Set task 1: Tally the lines in the rows below that contain the string "field" and give only the number.

◇ ◇ ◇

Group: | Nonparametric Methods |
See also: | cartsplitopt prune cartcv plotcarttree tree agglom |
Function: | cartsplit | |
Description: |
Computes a regression tree.
|
Usage: | cs = cartsplit (x, y, type, {opt}) | |
Input: | ||
x | n x p matrix: data matrix of regression variables | |
y | n x 1 vector: values of the response variable | |
type | p x 1 vector: types of the regression variables; 1 means that the corresponding variable is continuous and 0 that it is categorical. | |
opt | list of scalars: Determines when the growing of the tree is stopped. | |
opt.minsize | integer >=1: The number of observations in child nodes must be greater or equal to minsize for a split to be allowed. Default value is 1. | |
opt.mincut | integer >= 2: Nodes of size mincut or larger are candidates for a split; the growing continues if there are at least mincut observations in a node. Default value is 2. | |
opt.mindev | scalar >=0: If the deviance of the node (sum of mean squared errors, value of cs.ssr) is less or equal to mindev, the node will not be splitted anymore. Default value is 0. | |
Output: | ||
cs.val | list of characters and vectors of characters; The length of the list equals the number of nodes in the tree. For the correspondance between the items of the vector and the leaves of the tree, see the note. In the case that the variable which is splitted after the i:th node is continuous, cs.val.split(i-1) gives the split point for that variable: observations having the value in the given variable which is less or equal to the cs.val.split(i-1), are located in the left child of this node, other observations are located to the right child of this node. In the case that the variable which is splitted after the i:th node is categorical, cs.val.split(i-1) is a two element vector: observations having values enumerated in cs.val.spliti[1] are located to the left child of the given node, observations having values enumerated in cs.val.spliti[2] are located to the right child of the given node. The list cs.val contains +NAN in the leaf nodes. | |
cs.vec | vector whose length equals the number of nodes in the tree: gives the number of the variable which is split on the given node. Variables are numbered by denoting with "i" the variable whose values are in the i:th column of the data matrix x. At the leave nodes, vector contains +NAN. | |
cs.mean | vector whose length equals the number of nodes in the tree: gives the fitted value of the response at each node, that is, gives the mean value of the response variable y for the observations in the given node. | |
cs.ssr | vector whose length equals the number of nodes in the tree: gives the deviance of each node, that is, gives the sum of squared residuals of each node, that is, the sum of squared differences between the values of the response variable and the mean value of the response variable. | |
cs.nelem | vector whose length equals the number of nodes in the tree: gives the number of observations in the given node. | |
cs.endpoint | vector: gives the position of the last leaf in the subtree starting with the actual leaf. |
In the vectors representing a tree, nodes are ordered
in such a way that after the root node comes the left
child, then comes the left child of the previous node,
and so on, until the leaf node is reached, then comes the
right child which is the sybling for the previously enumerated
left child, and so on. The hole left subtree is enumerated
before the right subtree.

◇ ◇ ◇

Set task 2: In the cartsplit reference, what is the default value of opt.mincut?

◇ ◇ ◇

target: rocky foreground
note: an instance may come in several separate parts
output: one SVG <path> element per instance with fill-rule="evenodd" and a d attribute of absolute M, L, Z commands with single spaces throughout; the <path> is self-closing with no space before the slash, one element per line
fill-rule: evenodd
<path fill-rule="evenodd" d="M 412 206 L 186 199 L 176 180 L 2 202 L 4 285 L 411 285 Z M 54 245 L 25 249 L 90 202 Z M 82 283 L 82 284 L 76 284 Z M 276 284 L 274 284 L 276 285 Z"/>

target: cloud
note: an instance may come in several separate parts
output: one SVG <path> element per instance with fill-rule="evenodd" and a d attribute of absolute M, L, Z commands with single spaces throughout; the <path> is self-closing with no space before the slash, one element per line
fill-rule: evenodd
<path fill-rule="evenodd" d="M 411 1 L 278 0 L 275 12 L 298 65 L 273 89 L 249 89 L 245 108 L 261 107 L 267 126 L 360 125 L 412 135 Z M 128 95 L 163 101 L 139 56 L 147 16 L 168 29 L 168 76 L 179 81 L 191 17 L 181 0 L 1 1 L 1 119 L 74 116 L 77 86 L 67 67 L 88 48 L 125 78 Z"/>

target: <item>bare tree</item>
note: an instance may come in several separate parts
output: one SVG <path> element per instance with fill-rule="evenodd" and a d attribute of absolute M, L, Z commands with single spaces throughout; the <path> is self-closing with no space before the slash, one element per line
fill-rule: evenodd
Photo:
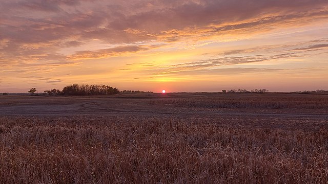
<path fill-rule="evenodd" d="M 28 92 L 31 94 L 31 95 L 33 95 L 34 94 L 34 93 L 35 93 L 35 91 L 36 91 L 36 89 L 34 87 L 34 88 L 31 88 L 31 89 L 30 89 L 29 91 L 28 91 Z"/>

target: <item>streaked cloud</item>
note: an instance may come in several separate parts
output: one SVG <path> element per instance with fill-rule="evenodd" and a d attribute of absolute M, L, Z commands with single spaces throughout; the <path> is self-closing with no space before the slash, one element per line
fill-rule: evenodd
<path fill-rule="evenodd" d="M 326 0 L 0 0 L 0 77 L 314 76 L 328 66 L 327 20 Z"/>

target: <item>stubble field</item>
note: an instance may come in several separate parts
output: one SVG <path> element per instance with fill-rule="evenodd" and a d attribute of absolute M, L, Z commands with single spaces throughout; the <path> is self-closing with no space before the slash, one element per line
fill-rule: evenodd
<path fill-rule="evenodd" d="M 1 183 L 327 183 L 328 96 L 0 96 Z"/>

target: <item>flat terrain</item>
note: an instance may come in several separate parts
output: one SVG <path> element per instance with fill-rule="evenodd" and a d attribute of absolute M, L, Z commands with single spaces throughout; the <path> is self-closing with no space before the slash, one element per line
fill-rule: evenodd
<path fill-rule="evenodd" d="M 328 95 L 0 96 L 0 183 L 326 183 Z"/>
<path fill-rule="evenodd" d="M 172 93 L 100 97 L 0 96 L 0 116 L 206 118 L 235 126 L 315 128 L 327 124 L 328 95 Z"/>

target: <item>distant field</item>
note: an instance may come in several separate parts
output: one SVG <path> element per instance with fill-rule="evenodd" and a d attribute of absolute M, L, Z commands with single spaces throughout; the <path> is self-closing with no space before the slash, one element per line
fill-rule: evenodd
<path fill-rule="evenodd" d="M 0 183 L 327 183 L 327 102 L 0 96 Z"/>

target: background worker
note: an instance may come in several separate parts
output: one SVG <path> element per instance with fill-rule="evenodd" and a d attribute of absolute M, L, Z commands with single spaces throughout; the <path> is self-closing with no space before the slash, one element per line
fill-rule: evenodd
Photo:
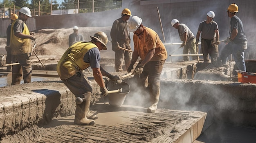
<path fill-rule="evenodd" d="M 23 75 L 24 83 L 31 82 L 32 67 L 30 56 L 32 52 L 31 41 L 36 40 L 34 32 L 29 32 L 25 24 L 30 15 L 30 9 L 23 7 L 19 11 L 19 18 L 14 20 L 11 28 L 11 54 L 13 63 L 20 64 L 12 66 L 12 81 L 11 85 L 20 83 Z"/>
<path fill-rule="evenodd" d="M 183 42 L 180 45 L 180 47 L 184 47 L 183 54 L 189 54 L 190 52 L 191 54 L 196 54 L 197 50 L 195 36 L 189 27 L 185 24 L 180 24 L 180 21 L 176 19 L 172 20 L 171 24 L 172 27 L 178 29 L 180 38 L 181 41 Z M 197 57 L 193 56 L 192 59 L 196 60 Z M 183 61 L 189 61 L 189 56 L 183 56 Z"/>
<path fill-rule="evenodd" d="M 83 36 L 78 33 L 78 27 L 75 26 L 73 27 L 74 33 L 70 35 L 68 37 L 68 46 L 70 47 L 75 41 L 83 41 Z"/>
<path fill-rule="evenodd" d="M 128 9 L 124 9 L 121 13 L 121 17 L 114 22 L 110 31 L 112 50 L 115 52 L 115 68 L 116 72 L 123 71 L 123 60 L 124 59 L 126 70 L 127 70 L 132 58 L 130 52 L 119 48 L 121 47 L 128 50 L 131 49 L 130 33 L 127 30 L 127 20 L 130 16 L 132 16 L 131 11 Z"/>
<path fill-rule="evenodd" d="M 82 103 L 76 104 L 74 123 L 79 125 L 95 124 L 93 119 L 98 118 L 90 112 L 91 95 L 92 88 L 83 70 L 90 66 L 95 80 L 101 87 L 102 96 L 108 95 L 102 75 L 111 80 L 118 80 L 117 76 L 113 76 L 100 66 L 100 51 L 107 50 L 108 37 L 103 32 L 98 32 L 93 36 L 91 41 L 79 41 L 69 47 L 64 53 L 57 65 L 57 72 L 64 84 L 76 97 L 84 98 Z M 80 52 L 77 52 L 77 51 Z"/>
<path fill-rule="evenodd" d="M 133 32 L 134 51 L 127 71 L 130 73 L 139 56 L 141 59 L 135 71 L 138 75 L 139 86 L 143 85 L 148 78 L 151 106 L 148 113 L 156 112 L 160 96 L 160 76 L 164 64 L 167 58 L 167 52 L 157 34 L 142 24 L 139 17 L 132 17 L 128 22 L 128 30 Z"/>
<path fill-rule="evenodd" d="M 16 14 L 11 13 L 10 19 L 11 19 L 11 24 L 9 24 L 7 30 L 6 30 L 6 35 L 7 35 L 7 41 L 6 42 L 6 46 L 5 50 L 7 52 L 7 56 L 6 56 L 6 64 L 11 63 L 11 48 L 10 48 L 10 41 L 11 41 L 11 27 L 12 22 L 17 19 L 19 18 Z M 6 71 L 9 72 L 11 71 L 11 66 L 7 66 Z"/>
<path fill-rule="evenodd" d="M 203 55 L 204 62 L 209 61 L 208 55 L 209 55 L 211 62 L 213 64 L 215 64 L 217 62 L 219 54 L 218 45 L 220 43 L 218 42 L 220 39 L 218 25 L 213 20 L 215 17 L 215 14 L 213 11 L 207 13 L 206 20 L 201 22 L 199 24 L 195 42 L 196 46 L 198 46 L 199 37 L 201 34 L 201 49 Z"/>
<path fill-rule="evenodd" d="M 227 10 L 227 15 L 230 18 L 230 36 L 225 41 L 227 44 L 222 49 L 218 60 L 220 61 L 221 64 L 226 64 L 228 56 L 233 54 L 238 69 L 246 71 L 244 58 L 247 41 L 243 23 L 236 15 L 236 13 L 238 12 L 238 7 L 235 4 L 230 4 Z"/>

◇ ◇ ◇

Written answer 1: 2

Written answer 2: The default value of opt.mincut is 2.